▸ **Data extracted from a collection**
● ● ● ● ● ● ●
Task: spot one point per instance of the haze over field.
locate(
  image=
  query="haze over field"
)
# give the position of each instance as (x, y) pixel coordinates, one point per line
● ● ● ● ● ● ●
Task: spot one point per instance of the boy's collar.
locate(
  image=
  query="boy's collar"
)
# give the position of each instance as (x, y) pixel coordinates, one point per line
● ● ● ● ● ● ●
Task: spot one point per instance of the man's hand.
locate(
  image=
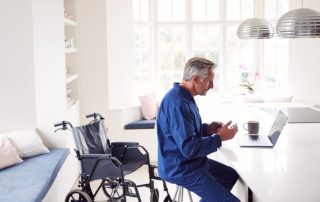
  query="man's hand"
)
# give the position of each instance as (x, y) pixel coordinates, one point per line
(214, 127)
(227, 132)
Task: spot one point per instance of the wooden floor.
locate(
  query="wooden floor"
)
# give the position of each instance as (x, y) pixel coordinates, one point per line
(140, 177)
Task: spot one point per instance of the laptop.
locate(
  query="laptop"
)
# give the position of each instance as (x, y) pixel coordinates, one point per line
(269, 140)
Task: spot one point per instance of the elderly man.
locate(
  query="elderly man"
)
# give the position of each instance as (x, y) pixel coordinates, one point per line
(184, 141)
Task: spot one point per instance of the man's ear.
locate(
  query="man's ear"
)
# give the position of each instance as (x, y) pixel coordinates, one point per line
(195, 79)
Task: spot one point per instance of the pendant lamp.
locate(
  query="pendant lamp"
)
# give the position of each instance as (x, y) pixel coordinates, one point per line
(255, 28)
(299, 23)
● ● ● ● ● ● ●
▸ **Exercise prompt**
Using the data above, tally each line that has the string "elderly" and report only the sum.

▸ **Solution for this exercise**
2